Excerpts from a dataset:
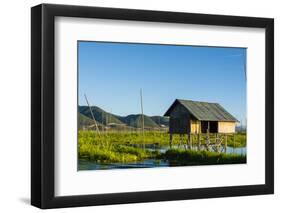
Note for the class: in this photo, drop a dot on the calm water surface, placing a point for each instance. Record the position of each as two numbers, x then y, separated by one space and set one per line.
148 163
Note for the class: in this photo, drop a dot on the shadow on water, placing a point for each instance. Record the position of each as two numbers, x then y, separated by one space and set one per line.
149 163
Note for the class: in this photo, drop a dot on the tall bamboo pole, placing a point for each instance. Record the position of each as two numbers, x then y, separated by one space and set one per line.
93 117
142 116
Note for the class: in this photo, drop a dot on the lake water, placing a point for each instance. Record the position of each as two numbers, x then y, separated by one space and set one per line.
148 163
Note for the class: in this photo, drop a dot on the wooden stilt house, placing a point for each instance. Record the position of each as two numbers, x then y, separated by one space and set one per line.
194 117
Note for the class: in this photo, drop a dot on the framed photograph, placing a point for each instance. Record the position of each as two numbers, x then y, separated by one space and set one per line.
139 106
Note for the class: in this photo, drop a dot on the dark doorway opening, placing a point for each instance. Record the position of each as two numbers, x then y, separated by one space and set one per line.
211 125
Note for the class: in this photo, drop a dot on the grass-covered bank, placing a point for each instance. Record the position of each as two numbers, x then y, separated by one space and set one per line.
127 147
150 137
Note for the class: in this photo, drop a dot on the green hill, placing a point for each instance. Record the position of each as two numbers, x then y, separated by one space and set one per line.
136 121
160 120
130 121
100 115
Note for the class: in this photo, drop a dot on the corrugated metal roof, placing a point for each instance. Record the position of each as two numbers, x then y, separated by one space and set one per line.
205 111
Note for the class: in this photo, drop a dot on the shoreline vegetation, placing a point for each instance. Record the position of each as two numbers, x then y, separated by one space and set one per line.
127 147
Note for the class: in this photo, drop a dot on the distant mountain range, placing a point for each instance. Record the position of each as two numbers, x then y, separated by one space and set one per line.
104 118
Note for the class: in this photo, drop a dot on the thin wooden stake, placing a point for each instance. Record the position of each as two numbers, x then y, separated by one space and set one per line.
97 128
142 116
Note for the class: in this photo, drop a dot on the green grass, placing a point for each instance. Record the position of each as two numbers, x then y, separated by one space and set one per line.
117 147
150 137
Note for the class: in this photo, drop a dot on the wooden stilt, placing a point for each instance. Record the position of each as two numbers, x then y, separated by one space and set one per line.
233 142
189 141
171 139
225 143
198 141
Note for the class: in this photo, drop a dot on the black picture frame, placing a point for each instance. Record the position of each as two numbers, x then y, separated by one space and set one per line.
43 114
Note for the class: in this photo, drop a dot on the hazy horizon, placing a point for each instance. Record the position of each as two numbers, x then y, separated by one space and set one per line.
112 74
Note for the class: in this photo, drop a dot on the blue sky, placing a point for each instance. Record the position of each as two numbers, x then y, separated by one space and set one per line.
112 74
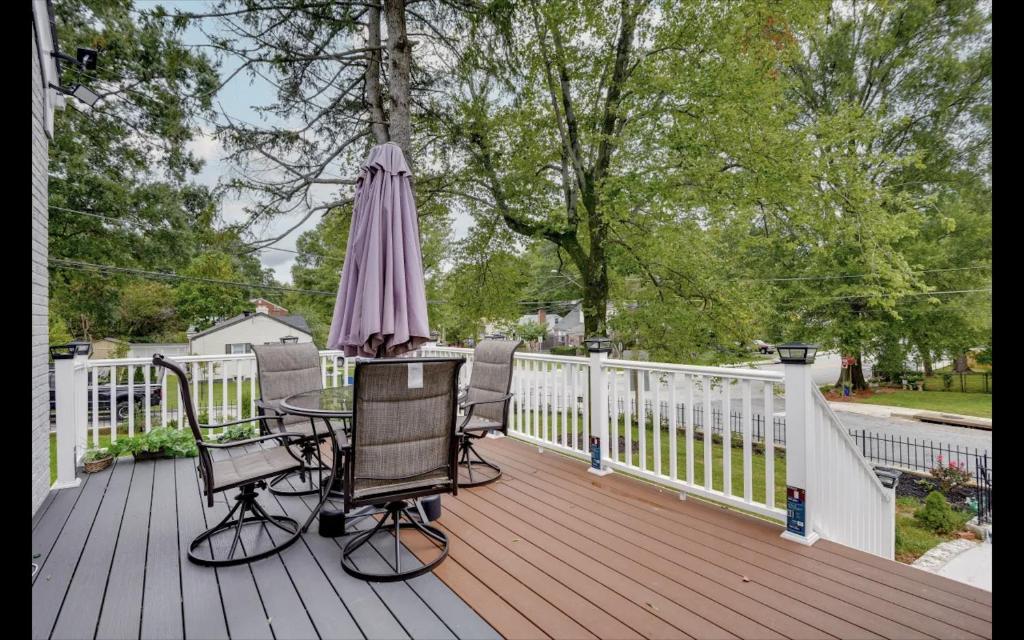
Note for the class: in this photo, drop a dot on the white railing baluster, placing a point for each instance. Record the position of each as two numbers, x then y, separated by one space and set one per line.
690 427
656 422
708 428
145 400
748 441
726 436
131 400
769 444
113 403
95 407
673 426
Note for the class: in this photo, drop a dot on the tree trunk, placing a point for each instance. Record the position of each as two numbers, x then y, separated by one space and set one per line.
855 375
399 49
595 299
926 360
961 366
375 102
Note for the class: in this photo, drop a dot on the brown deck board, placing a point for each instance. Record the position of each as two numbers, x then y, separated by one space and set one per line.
549 551
757 543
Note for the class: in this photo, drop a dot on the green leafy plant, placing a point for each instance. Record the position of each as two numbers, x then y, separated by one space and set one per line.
937 515
949 476
168 442
94 455
235 433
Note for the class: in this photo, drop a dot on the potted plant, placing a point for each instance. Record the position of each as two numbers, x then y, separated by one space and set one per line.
96 460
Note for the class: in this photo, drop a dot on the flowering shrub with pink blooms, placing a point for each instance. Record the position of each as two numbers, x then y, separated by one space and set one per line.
951 475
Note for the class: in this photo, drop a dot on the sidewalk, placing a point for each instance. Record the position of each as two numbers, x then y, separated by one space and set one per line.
963 560
885 411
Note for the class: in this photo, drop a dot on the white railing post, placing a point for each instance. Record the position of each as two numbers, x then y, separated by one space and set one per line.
801 474
598 412
64 383
81 404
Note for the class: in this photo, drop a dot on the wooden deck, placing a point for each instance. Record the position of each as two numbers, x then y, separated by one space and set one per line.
547 551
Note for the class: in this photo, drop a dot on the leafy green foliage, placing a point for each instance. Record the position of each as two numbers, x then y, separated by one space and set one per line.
936 515
166 441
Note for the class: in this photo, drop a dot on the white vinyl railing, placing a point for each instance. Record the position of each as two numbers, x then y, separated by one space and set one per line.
126 396
672 424
852 507
689 428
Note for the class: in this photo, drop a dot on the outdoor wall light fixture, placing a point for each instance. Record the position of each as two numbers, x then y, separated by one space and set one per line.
797 352
66 351
598 344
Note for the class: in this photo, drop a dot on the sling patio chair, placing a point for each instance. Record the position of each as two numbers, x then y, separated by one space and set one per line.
485 409
285 370
248 472
402 448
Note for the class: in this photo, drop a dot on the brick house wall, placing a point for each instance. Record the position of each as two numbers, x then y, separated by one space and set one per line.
43 102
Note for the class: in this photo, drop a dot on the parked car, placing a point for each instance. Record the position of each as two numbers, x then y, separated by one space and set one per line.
121 397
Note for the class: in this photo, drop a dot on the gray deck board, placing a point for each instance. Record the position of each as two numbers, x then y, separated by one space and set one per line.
85 595
123 604
204 613
56 571
162 595
114 565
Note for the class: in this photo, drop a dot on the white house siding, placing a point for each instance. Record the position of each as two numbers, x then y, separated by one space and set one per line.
255 330
40 294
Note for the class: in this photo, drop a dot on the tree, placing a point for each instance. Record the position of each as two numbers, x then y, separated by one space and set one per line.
202 303
118 190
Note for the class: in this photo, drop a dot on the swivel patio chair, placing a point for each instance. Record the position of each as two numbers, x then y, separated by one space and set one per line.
285 370
402 448
246 471
485 409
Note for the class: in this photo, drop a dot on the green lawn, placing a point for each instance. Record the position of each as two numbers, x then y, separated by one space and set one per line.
944 401
736 464
912 541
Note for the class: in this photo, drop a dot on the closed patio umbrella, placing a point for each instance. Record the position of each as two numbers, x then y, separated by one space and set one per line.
381 308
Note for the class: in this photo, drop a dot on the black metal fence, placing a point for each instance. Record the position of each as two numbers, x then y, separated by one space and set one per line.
983 488
913 454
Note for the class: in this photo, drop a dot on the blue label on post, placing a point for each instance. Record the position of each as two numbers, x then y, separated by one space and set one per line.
795 503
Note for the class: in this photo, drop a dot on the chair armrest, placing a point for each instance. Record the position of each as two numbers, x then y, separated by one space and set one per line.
235 422
261 438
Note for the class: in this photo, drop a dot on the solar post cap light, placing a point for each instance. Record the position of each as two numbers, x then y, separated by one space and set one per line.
797 352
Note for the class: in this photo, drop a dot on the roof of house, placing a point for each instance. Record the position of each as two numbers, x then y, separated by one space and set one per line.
297 323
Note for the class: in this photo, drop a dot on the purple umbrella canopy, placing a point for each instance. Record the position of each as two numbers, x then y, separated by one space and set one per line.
382 304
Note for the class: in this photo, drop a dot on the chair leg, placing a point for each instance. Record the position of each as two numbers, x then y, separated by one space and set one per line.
395 512
466 462
235 521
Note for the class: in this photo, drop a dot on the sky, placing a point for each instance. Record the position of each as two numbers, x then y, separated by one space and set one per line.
237 99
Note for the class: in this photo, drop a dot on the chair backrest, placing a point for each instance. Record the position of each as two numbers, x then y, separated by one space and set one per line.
285 370
403 422
205 461
492 378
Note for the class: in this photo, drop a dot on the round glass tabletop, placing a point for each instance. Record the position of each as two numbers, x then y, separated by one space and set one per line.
332 401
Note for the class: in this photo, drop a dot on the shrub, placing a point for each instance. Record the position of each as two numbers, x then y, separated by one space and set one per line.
95 454
238 432
949 476
169 442
937 515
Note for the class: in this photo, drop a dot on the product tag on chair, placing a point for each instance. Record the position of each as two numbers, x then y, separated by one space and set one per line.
416 375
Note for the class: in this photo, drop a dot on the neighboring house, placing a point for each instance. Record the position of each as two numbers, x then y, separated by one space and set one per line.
265 306
238 334
110 347
44 100
148 349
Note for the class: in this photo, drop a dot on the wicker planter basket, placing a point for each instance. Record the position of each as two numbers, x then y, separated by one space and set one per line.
97 465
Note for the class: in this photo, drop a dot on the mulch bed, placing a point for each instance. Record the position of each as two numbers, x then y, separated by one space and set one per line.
909 484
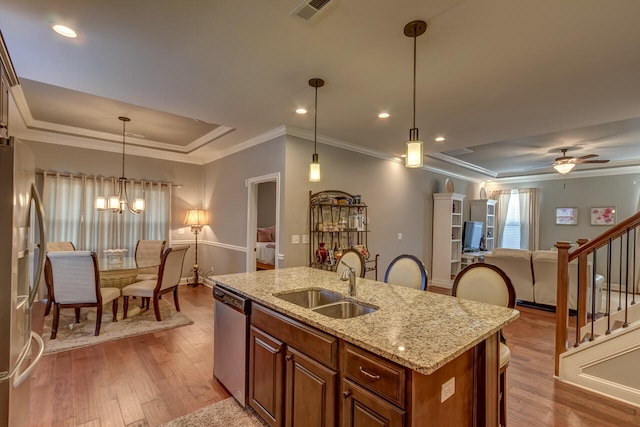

ABOUT THIS TASK: Leaving all pictures aside, print exactly the lines from the one that contains "on the mulch" through the last line of the data above, inclusive.

WRITTEN RESPONSE:
Note for the class: in this photo, drop a dot on the mulch bed, placing a point for each instance. Record the position of each as two numbers, x then y, separated by one space and set one per line.
909 484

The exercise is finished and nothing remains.